**EXERCISE AIM:** Retype exactly the stretch of lines that begins at the line containing "Reviewer note: every instance of the bird perched" and ends at the last line of the data, with no other lines.

Pointing and labeling entries
──────────

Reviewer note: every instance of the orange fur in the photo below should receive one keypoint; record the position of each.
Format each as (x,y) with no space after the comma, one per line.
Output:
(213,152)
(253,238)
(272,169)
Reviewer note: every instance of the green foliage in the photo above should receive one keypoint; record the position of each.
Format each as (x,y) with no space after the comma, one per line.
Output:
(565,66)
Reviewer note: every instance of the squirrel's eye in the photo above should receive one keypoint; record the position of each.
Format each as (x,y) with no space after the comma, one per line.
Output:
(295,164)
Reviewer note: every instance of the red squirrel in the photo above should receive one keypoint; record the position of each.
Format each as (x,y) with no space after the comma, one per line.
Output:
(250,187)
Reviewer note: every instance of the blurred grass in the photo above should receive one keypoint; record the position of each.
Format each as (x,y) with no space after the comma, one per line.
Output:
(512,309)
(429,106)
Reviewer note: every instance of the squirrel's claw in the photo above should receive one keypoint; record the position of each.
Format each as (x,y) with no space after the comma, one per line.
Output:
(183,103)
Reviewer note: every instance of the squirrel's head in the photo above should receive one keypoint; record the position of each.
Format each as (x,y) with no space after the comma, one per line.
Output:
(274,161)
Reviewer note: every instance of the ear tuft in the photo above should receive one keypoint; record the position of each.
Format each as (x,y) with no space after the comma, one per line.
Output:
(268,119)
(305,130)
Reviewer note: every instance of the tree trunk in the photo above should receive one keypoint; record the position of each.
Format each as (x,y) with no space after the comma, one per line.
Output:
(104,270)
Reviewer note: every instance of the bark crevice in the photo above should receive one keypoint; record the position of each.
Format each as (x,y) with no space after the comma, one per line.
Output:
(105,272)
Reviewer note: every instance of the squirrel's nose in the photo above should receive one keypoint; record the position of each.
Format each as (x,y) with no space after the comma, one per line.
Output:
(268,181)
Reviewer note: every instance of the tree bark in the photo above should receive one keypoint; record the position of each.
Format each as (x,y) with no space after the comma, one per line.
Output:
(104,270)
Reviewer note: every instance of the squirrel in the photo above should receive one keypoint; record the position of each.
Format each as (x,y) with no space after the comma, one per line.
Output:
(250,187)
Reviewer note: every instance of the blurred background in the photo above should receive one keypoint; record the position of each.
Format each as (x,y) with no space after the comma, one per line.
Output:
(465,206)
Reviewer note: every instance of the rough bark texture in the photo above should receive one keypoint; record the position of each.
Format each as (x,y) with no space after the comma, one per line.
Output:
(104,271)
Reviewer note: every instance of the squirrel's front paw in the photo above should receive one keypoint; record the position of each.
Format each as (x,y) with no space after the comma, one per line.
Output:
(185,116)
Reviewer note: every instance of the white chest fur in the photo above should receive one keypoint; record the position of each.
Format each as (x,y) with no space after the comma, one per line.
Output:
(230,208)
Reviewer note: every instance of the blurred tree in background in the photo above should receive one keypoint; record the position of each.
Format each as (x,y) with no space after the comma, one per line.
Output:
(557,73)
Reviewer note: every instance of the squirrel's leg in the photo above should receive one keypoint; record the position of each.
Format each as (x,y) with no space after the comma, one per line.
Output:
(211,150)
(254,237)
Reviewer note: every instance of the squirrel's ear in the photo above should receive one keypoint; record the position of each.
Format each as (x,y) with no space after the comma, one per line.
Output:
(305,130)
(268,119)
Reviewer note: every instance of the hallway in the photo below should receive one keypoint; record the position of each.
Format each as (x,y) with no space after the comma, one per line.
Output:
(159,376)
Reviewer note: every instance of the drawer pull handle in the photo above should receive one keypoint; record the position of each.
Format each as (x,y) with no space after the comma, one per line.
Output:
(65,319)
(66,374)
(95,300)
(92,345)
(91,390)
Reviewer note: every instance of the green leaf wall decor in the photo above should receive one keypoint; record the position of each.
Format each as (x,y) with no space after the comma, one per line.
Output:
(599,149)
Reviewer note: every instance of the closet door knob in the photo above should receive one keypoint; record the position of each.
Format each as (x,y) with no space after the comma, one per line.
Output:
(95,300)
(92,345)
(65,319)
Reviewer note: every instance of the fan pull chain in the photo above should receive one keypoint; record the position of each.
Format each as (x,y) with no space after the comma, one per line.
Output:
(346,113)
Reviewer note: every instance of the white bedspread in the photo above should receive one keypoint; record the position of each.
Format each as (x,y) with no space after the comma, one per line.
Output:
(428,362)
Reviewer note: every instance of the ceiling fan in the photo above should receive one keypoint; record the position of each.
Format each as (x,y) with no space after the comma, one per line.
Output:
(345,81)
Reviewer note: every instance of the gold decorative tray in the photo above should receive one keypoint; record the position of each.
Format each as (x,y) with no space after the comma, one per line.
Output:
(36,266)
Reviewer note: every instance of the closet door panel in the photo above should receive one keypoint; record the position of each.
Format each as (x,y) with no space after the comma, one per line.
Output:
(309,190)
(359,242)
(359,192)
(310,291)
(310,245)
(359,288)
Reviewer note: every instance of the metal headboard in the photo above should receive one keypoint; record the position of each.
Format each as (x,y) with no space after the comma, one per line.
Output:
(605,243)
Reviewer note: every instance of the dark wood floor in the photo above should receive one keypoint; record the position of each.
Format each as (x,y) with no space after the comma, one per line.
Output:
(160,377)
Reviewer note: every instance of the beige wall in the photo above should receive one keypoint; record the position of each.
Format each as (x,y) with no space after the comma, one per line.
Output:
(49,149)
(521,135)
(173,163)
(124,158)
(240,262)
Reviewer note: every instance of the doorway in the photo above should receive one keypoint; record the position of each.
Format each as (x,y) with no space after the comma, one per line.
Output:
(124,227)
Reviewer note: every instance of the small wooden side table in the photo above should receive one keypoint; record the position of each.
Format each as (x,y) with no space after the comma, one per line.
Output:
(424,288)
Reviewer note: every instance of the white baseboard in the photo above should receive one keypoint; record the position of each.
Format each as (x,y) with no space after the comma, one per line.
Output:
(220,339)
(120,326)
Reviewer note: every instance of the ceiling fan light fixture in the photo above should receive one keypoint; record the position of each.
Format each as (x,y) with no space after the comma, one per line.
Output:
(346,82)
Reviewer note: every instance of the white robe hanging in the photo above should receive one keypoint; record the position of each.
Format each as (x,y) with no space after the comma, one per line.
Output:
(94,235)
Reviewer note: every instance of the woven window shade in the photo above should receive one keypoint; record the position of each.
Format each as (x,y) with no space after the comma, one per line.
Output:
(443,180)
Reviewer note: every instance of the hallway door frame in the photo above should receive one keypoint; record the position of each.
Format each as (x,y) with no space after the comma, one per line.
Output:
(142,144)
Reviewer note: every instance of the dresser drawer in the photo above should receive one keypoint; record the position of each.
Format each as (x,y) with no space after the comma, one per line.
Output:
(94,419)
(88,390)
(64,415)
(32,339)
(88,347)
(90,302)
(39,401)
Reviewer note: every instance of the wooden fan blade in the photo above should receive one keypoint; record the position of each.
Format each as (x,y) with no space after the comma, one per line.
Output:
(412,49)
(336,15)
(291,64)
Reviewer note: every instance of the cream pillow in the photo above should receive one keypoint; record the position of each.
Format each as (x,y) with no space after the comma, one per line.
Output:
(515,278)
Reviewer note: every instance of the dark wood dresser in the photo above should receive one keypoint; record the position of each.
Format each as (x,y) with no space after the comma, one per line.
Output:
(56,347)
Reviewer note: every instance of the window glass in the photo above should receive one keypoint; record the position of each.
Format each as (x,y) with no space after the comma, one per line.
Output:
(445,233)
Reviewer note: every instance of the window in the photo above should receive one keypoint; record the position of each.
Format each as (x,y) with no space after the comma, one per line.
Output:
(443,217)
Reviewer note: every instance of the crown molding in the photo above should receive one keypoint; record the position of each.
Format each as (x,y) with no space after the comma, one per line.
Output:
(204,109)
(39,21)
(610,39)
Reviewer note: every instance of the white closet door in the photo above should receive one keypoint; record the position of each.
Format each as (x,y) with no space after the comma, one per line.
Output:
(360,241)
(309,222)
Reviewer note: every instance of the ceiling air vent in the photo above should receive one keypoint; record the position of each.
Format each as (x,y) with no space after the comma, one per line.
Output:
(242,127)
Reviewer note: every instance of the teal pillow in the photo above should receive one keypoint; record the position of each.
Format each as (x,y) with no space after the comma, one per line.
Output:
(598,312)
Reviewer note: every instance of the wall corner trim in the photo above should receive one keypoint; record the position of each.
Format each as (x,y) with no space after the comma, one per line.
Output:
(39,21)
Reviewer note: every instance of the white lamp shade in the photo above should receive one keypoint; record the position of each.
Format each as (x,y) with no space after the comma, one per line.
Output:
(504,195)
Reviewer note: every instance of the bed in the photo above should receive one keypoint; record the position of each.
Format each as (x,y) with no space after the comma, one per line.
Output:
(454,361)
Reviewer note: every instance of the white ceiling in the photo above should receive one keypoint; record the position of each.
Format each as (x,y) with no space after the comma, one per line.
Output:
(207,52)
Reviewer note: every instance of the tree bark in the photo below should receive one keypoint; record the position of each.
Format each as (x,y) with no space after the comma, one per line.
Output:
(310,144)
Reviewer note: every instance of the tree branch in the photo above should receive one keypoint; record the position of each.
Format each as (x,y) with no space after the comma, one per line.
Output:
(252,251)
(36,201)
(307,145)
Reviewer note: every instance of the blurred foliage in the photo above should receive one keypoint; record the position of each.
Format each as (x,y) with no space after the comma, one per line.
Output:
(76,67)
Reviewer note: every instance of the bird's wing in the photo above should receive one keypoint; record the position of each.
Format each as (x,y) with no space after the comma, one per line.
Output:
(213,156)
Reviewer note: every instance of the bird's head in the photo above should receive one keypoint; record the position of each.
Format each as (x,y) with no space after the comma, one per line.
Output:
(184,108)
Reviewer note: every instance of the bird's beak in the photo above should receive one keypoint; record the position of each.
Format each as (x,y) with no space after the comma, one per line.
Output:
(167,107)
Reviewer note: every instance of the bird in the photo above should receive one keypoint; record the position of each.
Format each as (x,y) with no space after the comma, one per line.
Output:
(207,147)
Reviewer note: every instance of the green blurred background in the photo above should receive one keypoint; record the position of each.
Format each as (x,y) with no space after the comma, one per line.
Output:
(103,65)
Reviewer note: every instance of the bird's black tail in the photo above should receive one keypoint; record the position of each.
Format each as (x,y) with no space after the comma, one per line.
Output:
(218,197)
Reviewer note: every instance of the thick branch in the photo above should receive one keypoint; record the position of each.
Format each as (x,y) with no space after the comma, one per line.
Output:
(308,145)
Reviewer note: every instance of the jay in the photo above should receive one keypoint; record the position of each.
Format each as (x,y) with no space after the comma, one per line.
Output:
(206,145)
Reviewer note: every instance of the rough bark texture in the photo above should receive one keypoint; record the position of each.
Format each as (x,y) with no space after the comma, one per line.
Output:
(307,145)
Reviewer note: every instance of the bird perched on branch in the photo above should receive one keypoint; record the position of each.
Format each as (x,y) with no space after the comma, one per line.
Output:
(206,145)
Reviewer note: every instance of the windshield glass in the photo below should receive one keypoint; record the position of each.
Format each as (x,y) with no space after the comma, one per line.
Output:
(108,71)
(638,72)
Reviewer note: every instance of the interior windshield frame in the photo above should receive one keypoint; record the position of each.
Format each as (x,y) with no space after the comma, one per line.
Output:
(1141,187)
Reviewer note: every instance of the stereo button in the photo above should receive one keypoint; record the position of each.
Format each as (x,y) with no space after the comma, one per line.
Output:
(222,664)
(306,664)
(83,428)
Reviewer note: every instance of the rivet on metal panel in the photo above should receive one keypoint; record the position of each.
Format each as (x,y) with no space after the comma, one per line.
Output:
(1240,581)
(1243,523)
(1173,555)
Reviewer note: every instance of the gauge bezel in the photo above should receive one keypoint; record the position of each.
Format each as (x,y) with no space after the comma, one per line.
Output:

──────────

**THE RESULT:**
Reviewer note: every instance of the bird perched on branch in the photo above should receive one keypoint; record the position of each.
Format each as (x,y) with no space after the comma, one per line.
Output:
(206,145)
Reviewer note: every instance of the windshield glass in the photo below should receive one keypoint; record the position of each.
Format each as (x,y) with no space after the comma, one per line.
Output:
(108,71)
(638,72)
Reviewer note: every instance of the interior windshield frame in the photo above should receive one keypoint; record the position of each.
Format each as (x,y) with no space after the comma, one per line.
Output:
(1141,187)
Reviewer note: every instance of the stereo button in the photo above should receive one keypoint; record the position of each.
Format each as (x,y) with no space after the comma, one per line.
Output:
(222,664)
(306,664)
(83,428)
Reviewer note: every instance of the rivet on metal panel in the photo above should receive one keypoint; record the position of each.
Format each as (x,y) with no space after the comma, one per line.
Output:
(1240,581)
(1243,523)
(1173,555)
Reviewer note: every instance of the gauge bezel in the photo above should receive one keypoint; record the position of each.
Format each as (x,y) with no space after the comma, one per line.
Output:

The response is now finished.